* Work instructions
Copy the rows below word for word.

* Listing

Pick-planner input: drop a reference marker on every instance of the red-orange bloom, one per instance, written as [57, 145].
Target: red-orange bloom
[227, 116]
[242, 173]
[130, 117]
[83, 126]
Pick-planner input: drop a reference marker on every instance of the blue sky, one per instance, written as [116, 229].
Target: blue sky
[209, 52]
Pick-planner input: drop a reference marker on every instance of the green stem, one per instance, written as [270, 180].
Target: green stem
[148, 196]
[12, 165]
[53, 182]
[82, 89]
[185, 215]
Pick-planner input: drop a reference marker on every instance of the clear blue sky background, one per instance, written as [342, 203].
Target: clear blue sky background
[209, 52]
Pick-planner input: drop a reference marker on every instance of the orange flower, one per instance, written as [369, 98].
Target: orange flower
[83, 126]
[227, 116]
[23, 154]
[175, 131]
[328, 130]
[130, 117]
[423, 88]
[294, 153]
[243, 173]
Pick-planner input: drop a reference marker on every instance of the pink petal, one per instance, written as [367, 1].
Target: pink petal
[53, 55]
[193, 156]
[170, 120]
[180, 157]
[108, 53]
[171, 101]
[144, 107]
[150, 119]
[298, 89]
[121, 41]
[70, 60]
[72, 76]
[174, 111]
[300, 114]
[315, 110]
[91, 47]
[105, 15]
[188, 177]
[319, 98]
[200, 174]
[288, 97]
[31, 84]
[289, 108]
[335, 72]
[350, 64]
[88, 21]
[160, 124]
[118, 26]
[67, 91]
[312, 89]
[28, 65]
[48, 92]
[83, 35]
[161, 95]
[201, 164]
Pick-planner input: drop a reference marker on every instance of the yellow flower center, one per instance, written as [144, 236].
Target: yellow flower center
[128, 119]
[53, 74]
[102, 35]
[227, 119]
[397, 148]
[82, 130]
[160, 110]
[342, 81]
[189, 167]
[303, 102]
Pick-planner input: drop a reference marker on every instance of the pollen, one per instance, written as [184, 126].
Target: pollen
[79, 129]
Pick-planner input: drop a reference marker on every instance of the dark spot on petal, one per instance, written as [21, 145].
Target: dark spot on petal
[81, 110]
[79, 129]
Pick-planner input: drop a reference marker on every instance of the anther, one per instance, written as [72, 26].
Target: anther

* Task response
Pick-planner input: drop a reference marker on every instance of the red-orange bloom, one per instance, written as [57, 145].
Target: red-orange bloom
[227, 116]
[242, 173]
[130, 117]
[83, 126]
Pick-planner input: drop a reference marker on every instance of the blue sky, one per instance, written as [116, 229].
Target: blue sky
[209, 52]
Pick-planner input: drop a reference marker on every instance of the green stem, one per instance, written as [270, 180].
Target: green stem
[148, 196]
[12, 165]
[53, 182]
[82, 89]
[185, 215]
Pick-planner input: drop a reference marker on every instance of the clear blue sky background, one per instance, written as [342, 203].
Target: clear blue sky background
[209, 52]
Pick-planner input: drop a reference marker on every instance of the orange flower, one per instance, written as [369, 98].
Target: orange flower
[83, 126]
[227, 116]
[23, 154]
[175, 131]
[328, 130]
[130, 117]
[423, 88]
[294, 153]
[243, 173]
Pick-planner input: drop a reference marker on every instance of the pink petal, one per instance, written as [367, 1].
Target: pink petal
[53, 55]
[193, 156]
[170, 120]
[180, 157]
[108, 53]
[171, 101]
[144, 107]
[150, 119]
[298, 89]
[121, 41]
[70, 60]
[72, 76]
[174, 111]
[300, 114]
[315, 110]
[91, 47]
[105, 15]
[188, 177]
[319, 98]
[200, 174]
[288, 97]
[31, 84]
[289, 108]
[335, 72]
[350, 64]
[88, 21]
[160, 124]
[118, 26]
[67, 91]
[312, 89]
[28, 65]
[48, 92]
[83, 35]
[161, 95]
[201, 164]
Pick-planner input: drop a reference marker on every instance of the yellow flower center, one per instance, written as [144, 236].
Target: yellow flower center
[128, 119]
[53, 74]
[102, 35]
[227, 119]
[397, 148]
[82, 130]
[160, 110]
[342, 81]
[189, 167]
[303, 102]
Pick-planner input: drop a reference marker on every instance of the pollen, one per instance, written as [184, 126].
Target: pollen
[79, 129]
Pick-planner input: drop a reference marker on every instance of the dark spot on petal, one per instance, written as [21, 145].
Target: dark spot on petal
[81, 110]
[79, 129]
Pick-planner input: drop a reference marker on every instance of the anther, one per instance, written as [72, 26].
Target: anther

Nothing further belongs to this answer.